Work instruction:
Reproduce only the lines of the material below that start at the line containing "Query: folded napkin" and stop at the line containing "Query: stemmed glass". Keep both end lines.

Data shown:
━━━━

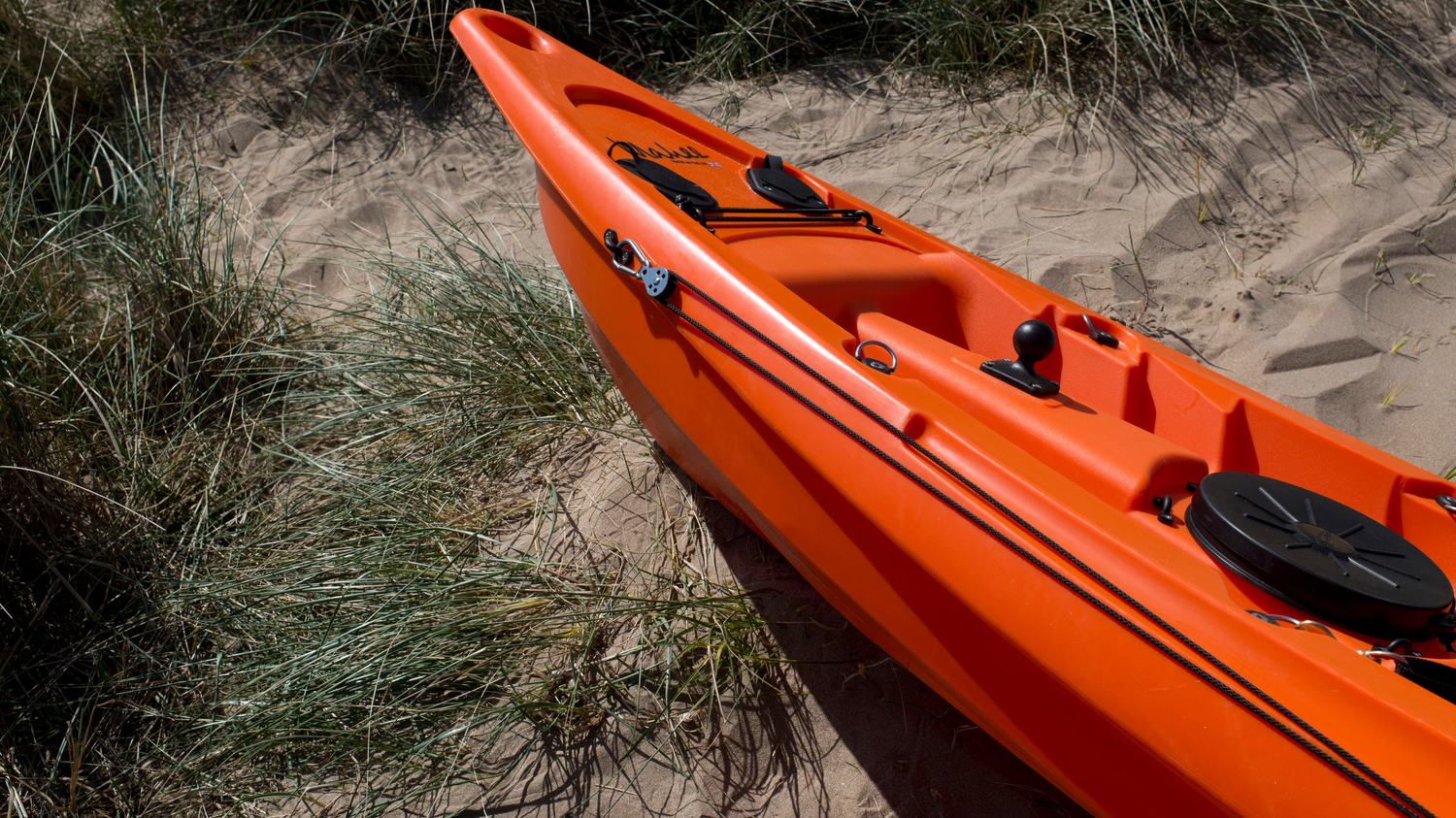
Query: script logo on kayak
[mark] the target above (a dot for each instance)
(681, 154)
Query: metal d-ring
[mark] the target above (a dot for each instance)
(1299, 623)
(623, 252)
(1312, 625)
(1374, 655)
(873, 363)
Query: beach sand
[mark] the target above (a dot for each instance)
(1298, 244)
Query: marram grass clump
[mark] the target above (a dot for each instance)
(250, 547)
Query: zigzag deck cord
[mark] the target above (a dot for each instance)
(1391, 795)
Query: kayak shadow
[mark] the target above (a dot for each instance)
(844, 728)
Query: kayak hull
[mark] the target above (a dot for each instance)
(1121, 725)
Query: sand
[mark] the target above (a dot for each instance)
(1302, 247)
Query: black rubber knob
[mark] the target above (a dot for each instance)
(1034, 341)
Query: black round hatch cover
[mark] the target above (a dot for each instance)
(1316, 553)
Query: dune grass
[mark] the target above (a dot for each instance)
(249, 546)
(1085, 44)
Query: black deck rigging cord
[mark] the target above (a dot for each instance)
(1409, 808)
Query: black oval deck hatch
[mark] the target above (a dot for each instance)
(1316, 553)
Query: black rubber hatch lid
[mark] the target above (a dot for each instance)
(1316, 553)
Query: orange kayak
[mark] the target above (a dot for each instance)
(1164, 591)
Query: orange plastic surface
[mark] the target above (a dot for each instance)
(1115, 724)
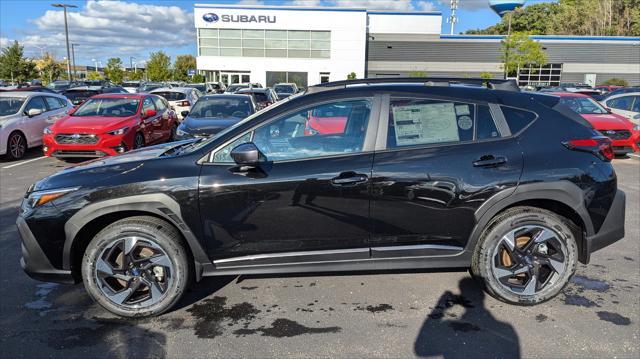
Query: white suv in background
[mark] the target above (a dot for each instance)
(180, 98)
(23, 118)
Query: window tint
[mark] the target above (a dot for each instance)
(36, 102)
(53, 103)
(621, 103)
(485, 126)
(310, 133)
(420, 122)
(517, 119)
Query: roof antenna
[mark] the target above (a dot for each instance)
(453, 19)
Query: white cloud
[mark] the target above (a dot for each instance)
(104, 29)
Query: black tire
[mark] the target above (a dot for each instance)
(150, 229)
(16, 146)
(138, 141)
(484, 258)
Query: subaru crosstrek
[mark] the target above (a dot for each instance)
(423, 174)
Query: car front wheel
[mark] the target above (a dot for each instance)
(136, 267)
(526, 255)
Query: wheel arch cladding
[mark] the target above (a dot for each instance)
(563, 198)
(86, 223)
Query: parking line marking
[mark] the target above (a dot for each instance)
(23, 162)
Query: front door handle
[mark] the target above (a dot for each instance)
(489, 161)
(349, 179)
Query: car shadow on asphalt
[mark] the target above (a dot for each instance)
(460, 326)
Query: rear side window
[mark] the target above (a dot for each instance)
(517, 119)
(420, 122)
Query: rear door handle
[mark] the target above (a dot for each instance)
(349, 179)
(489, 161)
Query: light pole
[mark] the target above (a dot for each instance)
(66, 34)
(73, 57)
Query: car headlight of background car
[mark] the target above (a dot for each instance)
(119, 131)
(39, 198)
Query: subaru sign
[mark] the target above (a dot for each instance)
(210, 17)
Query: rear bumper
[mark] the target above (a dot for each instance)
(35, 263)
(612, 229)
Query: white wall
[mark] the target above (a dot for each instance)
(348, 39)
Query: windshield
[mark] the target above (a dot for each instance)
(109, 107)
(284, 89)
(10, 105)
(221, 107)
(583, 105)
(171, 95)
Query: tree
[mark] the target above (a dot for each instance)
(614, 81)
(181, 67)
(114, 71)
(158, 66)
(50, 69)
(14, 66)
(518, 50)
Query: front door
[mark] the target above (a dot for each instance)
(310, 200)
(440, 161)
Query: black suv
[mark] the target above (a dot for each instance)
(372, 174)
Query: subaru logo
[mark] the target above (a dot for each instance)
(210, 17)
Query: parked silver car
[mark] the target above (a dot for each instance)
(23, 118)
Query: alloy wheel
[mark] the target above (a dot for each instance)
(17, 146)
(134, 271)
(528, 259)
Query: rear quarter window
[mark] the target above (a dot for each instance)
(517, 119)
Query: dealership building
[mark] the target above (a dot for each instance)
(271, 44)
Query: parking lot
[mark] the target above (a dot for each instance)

━━━━

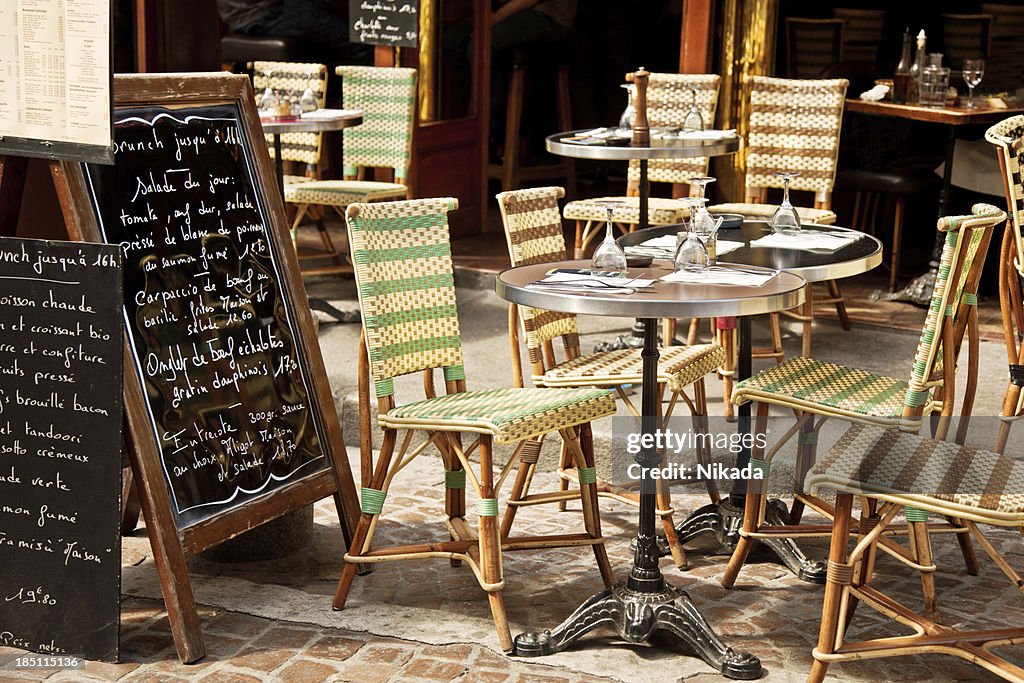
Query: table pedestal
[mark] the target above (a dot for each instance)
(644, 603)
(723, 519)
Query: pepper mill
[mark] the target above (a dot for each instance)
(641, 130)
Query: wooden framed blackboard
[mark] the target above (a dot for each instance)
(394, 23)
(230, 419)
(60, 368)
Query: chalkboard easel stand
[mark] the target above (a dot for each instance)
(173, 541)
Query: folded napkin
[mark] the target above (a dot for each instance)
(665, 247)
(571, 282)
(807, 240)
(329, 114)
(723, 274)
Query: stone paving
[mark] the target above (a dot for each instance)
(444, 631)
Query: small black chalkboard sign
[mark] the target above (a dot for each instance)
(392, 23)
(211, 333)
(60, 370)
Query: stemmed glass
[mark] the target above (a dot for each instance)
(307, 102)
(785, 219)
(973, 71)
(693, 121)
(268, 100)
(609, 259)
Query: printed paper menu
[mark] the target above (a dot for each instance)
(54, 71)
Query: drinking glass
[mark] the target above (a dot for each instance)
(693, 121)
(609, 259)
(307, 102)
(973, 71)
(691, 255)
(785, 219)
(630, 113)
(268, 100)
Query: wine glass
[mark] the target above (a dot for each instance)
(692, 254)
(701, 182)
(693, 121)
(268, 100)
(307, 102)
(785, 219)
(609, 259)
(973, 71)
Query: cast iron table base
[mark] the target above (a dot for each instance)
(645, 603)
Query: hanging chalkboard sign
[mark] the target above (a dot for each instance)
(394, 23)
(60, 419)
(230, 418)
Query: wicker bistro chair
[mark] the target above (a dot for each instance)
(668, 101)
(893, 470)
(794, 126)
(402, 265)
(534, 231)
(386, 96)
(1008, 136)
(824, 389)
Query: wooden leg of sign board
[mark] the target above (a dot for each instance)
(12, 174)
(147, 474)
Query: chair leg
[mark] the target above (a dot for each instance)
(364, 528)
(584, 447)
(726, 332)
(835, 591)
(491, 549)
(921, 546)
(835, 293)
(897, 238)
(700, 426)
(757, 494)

━━━━

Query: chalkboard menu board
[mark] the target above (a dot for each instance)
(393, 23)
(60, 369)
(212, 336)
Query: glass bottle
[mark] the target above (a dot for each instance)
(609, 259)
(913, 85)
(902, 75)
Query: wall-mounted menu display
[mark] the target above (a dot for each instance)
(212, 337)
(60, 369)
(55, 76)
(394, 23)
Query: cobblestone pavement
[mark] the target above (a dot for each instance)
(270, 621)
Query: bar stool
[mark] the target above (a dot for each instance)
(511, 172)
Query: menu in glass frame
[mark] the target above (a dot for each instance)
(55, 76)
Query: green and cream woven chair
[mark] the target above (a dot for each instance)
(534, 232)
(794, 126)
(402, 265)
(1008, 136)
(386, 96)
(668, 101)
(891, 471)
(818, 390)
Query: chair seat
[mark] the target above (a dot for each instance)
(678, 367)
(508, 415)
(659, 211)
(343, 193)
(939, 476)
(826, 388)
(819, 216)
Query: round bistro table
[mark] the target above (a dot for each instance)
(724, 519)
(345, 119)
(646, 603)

━━━━

Problem solution:
Query: folded napkin
[mark] the target above (a dot for each instance)
(665, 247)
(571, 282)
(807, 240)
(329, 114)
(723, 274)
Query: stone paving
[mark] the target above (a dot for each instance)
(444, 631)
Query: small black chalkboard sign
[mark] the target above (a dot for each instance)
(392, 23)
(211, 333)
(60, 370)
Query: stemmed glass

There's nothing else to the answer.